Goal: Below is a write-up about entering the Facebook "Human or Robot?" Kaggle competition, followed by a listing. Carry on the write-up from its final sentence.

A month ago, I started participating in my first Kaggle competition. I wanted to start participating in Kaggle competitions for a while and Facebook launched a recruiting competition: *Human or Robot?*, and I decided to join the party.

I was finally ranked 32<sup>nd</sup> on the final ranking (private learderboard), and I could actually have been ranked 17<sup>th</sup> if I had chosen another of my predictions as final submission... (That additionnal URL feature wasn't that useless afterall...)

Well... Let's get started!

# Import needed libraries

Nothing fancy here, we just use some classical Python Data Science libraries: numpy, scikit-learn and pandas, plus pickle to save the result.

In [1]:
import pickle
import numpy as np
import sklearn.preprocessing
from sklearn_pandas import DataFrameMapper 
import pandas as pd

# Read the data

First step is to read the CSV files and load them as Pandas frames. I used Pandas here because of the "heavy" work needed to create the features, being very easy to do with Pandas and that would have been much more painful to do with numpy only for example.

Data:
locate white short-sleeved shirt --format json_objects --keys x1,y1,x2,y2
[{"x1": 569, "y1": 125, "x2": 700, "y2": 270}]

Task result:
In [2]:
# Read the bids, replace NaN values with a dash because NaN are string categories we don't know
bids = pd.read_csv('bids.csv', header=0)
bids.fillna('-', inplace=True)

# Load train and test bidders lists (nothing really interesting in that list)
train = pd.read_csv('train.csv', header=0, index_col=0)
test = pd.read_csv('test.csv', header=0, index_col=0)

# Join those 2 datasets together (-1 outcome meaning unknown i.e. test)
test['outcome'] = -1.0
bidders = pd.concat((train, test))

# Dataset investigation

Prior to the feature creation, some inspection on the data has been done, of course, but I didn't kept any trace of this quick'n'dirty work anywhere and won't be able to show it to you.

The idea is to get to know what's in the dataset. The first step is just to show look at the raw data, and to then look at some stats about the data. For example, the first thing you might wonder is what the heck can I do with those *payment_account* and *address* hashes that Kaggle gave me for each bidder. Is there any of these things that appear more than once? Nope, they are as unique as the *bidder_id* so you can throw this away. At this moment you know that all your features must come from the bids themselves.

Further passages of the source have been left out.